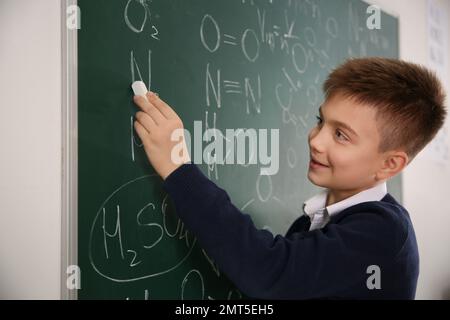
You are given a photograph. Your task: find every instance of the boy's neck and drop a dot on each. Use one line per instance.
(334, 196)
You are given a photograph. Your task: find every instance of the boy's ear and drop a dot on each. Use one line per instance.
(393, 163)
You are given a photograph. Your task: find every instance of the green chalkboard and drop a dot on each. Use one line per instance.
(229, 64)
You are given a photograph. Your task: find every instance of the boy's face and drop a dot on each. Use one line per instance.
(346, 141)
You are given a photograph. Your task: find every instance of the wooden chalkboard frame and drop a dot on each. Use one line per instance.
(69, 142)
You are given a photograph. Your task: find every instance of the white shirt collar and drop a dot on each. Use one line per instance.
(317, 203)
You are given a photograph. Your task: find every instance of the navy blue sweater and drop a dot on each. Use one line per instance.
(331, 262)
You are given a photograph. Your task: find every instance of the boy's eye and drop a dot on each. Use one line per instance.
(319, 120)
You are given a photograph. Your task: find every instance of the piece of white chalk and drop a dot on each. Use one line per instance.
(139, 88)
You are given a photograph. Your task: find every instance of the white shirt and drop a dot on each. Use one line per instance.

################

Short problem
Present every line of the entries above as a numbered list with no blank lines, and omit the pictures.

Output for this exercise
1. You are given a photograph. Your task: find every instance of the boy's neck and drop a dot on each. Use one line per instance.
2. (334, 196)
3. You are given a photograph. Your task: find every instance of the boy's ear and drop a dot on each. Use one line per instance.
4. (393, 163)
5. You are given a photograph. Your task: find every instance of the green chalkboard and drop a dot on each. Use one line per instance.
6. (229, 64)
7. You are given a photograph. Your task: find every instance of the boy's face and drop a dot on each. Use one line per instance.
8. (346, 141)
9. You are given a photograph. Your task: find every instance of the wooden chalkboard frame and drop a dot on each. Use one line per instance.
10. (69, 142)
11. You are given a photograph. Your task: find every instance of the white shirt collar and drop a dot on each. Use one line per instance.
12. (317, 203)
13. You are given a photograph. Your task: find every instance of the navy blue sweater and drop a dot on each. Use one line per instance.
14. (331, 262)
15. You are given a photograph. Your task: find every instance of the boy's eye and drop a dot on each. Use one line per instance.
16. (319, 120)
17. You are given a photograph. Your task: find every instance of the piece of white chalk and drop a dot on each. Use one line per instance.
18. (139, 88)
19. You are given a photograph. Your task: find every instance of the white shirt and drop a dot on each. Use one line per instance.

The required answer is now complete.